_課題 1:_
次の(a)(b)(c)が本文の内容と合っているか、それぞれ「はい」か「いいえ」で答え、判断の根拠となる本文の語句をそのまま引用せよ。
(a) 各裁判所で扱う事件の種類は、裁判所法に定められている。
(b) 裁判所法第33条では、訴訟の目的の価額が140万円を超える請求を簡易裁判所が扱うとされている。
(c) この記事では、支払督促を受けた場合の流れや対処法を詳しく解説している。

────────────────────

もし問題を起こして簡易裁判所でやり取りを行わないといけない場合、呼び出しをくらうケースがあります。
もし、簡易裁判所に呼び出しをくらった場合は必ず行かなければいけないのか、もし呼び出しの日に行けない場合はどうしたら良いのか、いきなり呼び出されても分からないことが多く困っていることだと思います。
この記事では、簡易裁判所の呼び出しに行けない場合の対処法を解説いたします。
▼支払督促を受けた場合の流れや対処法は、以下の記事で詳しく解説しています。
目次 ▼
1章 簡易裁判所に呼び出しをくらうケースとは?
簡易裁判所に呼び出されるケースを具体的に見ていきましょう。
1-1 簡易裁判所で扱う事件の種類
裁判所法という法律に、各裁判所で扱う事件の種類が定められています。
その中で、簡易裁判所については次のように決められています。
裁判所法第33条
第1項 第1号 訴訟の目的の価額が140万円を超えない請求(行政事件訴訟に係る請求を除く)

────────────────────

_課題 2:_ 「点配置の記録」の行をすべて、空行を除いた番号付きリストに書き直してください。

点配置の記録
────────────────────

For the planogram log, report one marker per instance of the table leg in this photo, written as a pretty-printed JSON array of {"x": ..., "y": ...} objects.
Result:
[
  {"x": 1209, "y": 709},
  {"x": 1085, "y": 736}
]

────────────────────

_解答例 1:_
(a) はい。「裁判所法という法律に、各裁判所で扱う事件の種類が定められています。」
(b) いいえ。「訴訟の目的の価額が140万円を超えない請求」
(c) いいえ。「支払督促を受けた場合の流れや対処法は、以下の記事で詳しく解説しています。」

_解答例 2:_
1. For the planogram log, report one marker per instance of the table leg in this photo, written as a pretty-printed JSON array of {"x": ..., "y": ...} objects.
2. Result:
3. [
4.   {"x": 1209, "y": 709},
5.   {"x": 1085, "y": 736}
6. ]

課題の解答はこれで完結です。